— Items from a labeling collection —
-*-*-
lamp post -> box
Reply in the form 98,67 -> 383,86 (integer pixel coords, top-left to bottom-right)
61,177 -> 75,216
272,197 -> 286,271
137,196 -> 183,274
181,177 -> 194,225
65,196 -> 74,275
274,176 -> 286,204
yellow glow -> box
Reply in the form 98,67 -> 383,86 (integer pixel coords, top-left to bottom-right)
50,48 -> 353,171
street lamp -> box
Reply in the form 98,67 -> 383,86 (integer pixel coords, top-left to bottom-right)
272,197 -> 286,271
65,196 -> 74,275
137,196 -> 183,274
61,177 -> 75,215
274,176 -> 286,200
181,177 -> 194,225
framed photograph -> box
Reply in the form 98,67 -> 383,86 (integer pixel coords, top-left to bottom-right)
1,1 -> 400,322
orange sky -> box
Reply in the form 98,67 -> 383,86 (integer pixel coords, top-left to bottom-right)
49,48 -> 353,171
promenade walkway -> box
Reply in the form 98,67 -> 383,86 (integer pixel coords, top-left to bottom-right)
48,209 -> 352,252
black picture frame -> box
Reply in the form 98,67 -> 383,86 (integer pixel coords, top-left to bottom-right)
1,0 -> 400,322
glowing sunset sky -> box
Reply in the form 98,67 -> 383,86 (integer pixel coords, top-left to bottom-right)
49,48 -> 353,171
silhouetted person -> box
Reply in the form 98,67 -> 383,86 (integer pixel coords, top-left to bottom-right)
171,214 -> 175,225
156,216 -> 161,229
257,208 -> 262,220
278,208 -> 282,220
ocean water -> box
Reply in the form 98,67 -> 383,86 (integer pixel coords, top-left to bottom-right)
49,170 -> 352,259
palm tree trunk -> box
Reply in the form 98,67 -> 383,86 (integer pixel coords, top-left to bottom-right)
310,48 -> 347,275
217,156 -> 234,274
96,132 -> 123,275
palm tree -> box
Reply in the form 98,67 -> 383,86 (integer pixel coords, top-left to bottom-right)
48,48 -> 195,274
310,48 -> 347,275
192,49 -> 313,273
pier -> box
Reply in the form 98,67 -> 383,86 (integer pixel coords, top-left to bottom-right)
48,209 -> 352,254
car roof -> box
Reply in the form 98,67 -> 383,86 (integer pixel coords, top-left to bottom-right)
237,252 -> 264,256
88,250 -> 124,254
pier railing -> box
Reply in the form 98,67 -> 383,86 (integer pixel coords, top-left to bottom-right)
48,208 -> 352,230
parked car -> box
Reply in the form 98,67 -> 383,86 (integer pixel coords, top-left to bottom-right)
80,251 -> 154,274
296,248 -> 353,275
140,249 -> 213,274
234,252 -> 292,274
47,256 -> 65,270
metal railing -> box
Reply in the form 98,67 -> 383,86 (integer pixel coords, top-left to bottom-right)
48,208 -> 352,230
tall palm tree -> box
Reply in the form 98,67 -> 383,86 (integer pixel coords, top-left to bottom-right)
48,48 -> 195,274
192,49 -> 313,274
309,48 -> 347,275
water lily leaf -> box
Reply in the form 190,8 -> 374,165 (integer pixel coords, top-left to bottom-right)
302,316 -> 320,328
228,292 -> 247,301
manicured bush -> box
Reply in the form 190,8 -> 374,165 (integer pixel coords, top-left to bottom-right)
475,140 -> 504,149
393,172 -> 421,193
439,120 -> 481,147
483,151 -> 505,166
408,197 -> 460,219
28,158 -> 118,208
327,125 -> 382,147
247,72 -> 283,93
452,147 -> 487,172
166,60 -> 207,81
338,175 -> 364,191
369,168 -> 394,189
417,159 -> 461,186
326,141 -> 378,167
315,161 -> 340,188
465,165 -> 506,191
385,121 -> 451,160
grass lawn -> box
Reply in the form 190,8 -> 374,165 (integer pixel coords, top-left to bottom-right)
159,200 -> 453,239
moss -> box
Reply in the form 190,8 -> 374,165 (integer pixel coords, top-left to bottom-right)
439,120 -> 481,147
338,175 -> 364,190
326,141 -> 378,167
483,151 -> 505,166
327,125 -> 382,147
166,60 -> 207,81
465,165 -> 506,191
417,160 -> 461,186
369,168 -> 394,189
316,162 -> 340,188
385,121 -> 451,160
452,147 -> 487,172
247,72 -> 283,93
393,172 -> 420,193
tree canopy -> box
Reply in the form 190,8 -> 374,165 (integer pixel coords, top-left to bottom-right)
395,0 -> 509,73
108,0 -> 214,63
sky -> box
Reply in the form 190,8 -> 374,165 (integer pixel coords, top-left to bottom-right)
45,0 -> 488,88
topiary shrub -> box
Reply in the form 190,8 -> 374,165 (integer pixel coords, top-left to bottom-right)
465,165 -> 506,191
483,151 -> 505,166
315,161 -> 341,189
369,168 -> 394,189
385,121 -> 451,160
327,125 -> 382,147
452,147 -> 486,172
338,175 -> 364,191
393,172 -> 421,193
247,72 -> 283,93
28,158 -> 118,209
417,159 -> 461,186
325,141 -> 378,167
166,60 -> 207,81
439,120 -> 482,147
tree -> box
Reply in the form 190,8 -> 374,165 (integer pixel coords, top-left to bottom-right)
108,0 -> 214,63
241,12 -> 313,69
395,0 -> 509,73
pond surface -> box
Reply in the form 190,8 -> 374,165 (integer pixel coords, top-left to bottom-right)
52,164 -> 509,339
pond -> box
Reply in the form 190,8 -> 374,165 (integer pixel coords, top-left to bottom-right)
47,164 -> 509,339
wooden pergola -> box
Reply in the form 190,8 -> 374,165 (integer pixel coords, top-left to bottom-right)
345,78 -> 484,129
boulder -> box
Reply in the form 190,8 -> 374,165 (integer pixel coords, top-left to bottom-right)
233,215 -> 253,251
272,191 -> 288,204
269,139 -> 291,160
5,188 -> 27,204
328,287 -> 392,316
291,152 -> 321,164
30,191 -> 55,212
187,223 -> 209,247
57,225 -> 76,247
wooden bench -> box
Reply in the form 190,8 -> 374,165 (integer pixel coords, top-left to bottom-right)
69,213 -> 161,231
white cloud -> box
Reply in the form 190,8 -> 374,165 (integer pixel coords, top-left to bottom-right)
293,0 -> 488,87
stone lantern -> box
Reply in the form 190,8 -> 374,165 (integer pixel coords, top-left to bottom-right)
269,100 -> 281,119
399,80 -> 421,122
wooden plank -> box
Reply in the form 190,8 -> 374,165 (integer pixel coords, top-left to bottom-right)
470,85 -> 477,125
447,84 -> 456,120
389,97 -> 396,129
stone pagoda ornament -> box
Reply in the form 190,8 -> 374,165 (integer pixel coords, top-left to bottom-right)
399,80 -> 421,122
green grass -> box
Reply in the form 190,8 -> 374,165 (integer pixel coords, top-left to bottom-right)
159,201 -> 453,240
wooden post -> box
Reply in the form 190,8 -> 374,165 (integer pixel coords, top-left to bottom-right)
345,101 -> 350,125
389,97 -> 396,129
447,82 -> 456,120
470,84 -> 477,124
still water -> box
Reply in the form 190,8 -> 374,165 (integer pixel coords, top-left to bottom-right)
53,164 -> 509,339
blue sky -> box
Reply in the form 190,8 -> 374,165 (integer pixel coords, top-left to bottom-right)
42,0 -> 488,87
-*-*-
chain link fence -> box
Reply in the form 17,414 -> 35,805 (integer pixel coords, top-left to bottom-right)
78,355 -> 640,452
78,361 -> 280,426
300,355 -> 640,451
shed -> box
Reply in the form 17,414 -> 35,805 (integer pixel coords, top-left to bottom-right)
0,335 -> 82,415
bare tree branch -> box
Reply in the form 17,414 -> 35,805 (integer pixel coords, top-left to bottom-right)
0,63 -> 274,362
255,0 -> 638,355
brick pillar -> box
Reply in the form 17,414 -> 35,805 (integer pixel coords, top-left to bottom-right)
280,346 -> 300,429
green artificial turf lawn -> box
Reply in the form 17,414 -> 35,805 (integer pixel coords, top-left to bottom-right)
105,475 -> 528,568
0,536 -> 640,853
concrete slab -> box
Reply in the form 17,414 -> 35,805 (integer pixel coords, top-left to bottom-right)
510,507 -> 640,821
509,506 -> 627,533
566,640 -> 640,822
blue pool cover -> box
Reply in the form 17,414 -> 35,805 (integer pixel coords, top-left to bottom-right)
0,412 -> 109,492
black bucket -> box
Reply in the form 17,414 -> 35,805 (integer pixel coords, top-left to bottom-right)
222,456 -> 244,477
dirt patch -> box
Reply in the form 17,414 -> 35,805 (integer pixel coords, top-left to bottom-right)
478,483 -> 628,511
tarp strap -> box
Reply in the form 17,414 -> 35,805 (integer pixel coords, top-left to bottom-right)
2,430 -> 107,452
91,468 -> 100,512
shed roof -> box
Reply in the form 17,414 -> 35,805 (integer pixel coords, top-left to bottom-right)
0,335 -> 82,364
-*-*-
— Stated exercise —
Write out again the items from the line with "lamp post -> box" up to and including the line with "274,176 -> 286,204", adding 82 to every pixel coordinate in the bounding boxes.

— Reply —
lamp post -> box
Reply in the form 98,67 -> 383,86 (integer pixel coords, top-left to bottom-right)
143,259 -> 157,298
354,279 -> 368,353
219,278 -> 265,356
263,259 -> 276,307
147,278 -> 156,357
356,258 -> 368,286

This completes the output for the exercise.